▸ EXERCISE AIM
Return, word for word, the line that contains "Where can you find the glove" and every line after it through the end of the records.

▸ DATA FOR THIS EXERCISE

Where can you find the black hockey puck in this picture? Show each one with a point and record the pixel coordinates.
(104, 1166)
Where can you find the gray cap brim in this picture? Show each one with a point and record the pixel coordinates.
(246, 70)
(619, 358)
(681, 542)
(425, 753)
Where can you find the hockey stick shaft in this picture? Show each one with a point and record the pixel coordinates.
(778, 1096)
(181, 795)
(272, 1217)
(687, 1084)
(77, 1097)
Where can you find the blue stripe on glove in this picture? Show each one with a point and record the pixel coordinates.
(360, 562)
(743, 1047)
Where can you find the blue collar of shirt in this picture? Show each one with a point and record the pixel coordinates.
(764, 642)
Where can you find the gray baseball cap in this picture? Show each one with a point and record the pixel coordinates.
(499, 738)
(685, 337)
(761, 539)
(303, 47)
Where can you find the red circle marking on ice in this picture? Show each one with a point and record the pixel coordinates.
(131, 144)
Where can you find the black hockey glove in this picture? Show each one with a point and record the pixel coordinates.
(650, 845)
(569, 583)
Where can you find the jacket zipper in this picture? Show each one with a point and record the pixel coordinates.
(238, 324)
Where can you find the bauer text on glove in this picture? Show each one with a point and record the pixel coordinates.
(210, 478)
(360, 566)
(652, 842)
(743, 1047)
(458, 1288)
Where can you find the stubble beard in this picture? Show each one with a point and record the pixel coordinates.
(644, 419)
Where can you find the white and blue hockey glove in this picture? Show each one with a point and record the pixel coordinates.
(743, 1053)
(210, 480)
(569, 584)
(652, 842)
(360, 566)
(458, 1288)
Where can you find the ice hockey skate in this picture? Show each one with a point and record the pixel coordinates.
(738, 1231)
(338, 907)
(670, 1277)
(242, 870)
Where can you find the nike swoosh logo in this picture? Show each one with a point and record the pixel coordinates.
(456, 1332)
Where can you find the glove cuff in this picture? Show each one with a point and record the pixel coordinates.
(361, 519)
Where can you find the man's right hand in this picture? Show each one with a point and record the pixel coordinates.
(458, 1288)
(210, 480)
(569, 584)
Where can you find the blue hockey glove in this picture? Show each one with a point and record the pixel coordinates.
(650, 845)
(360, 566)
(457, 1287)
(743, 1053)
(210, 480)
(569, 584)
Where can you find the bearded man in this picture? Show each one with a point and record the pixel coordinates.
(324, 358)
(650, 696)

▸ WRITTEN RESPONSE
Where can you find the glove cuff in this picture? Show each one with a point and record the pixel coordinates.
(361, 519)
Where can you find the man's right hand in this picture? Show each one with a point and record the pixel coordinates.
(458, 1288)
(210, 480)
(569, 584)
Where can you find the blue hockey glove in this picture? Show each one with a point and record the pixel coordinates.
(650, 845)
(360, 566)
(457, 1287)
(743, 1053)
(210, 480)
(569, 584)
Where can you find the bearded man in this picture? Show each one with a point and record the pixel coordinates.
(324, 358)
(650, 696)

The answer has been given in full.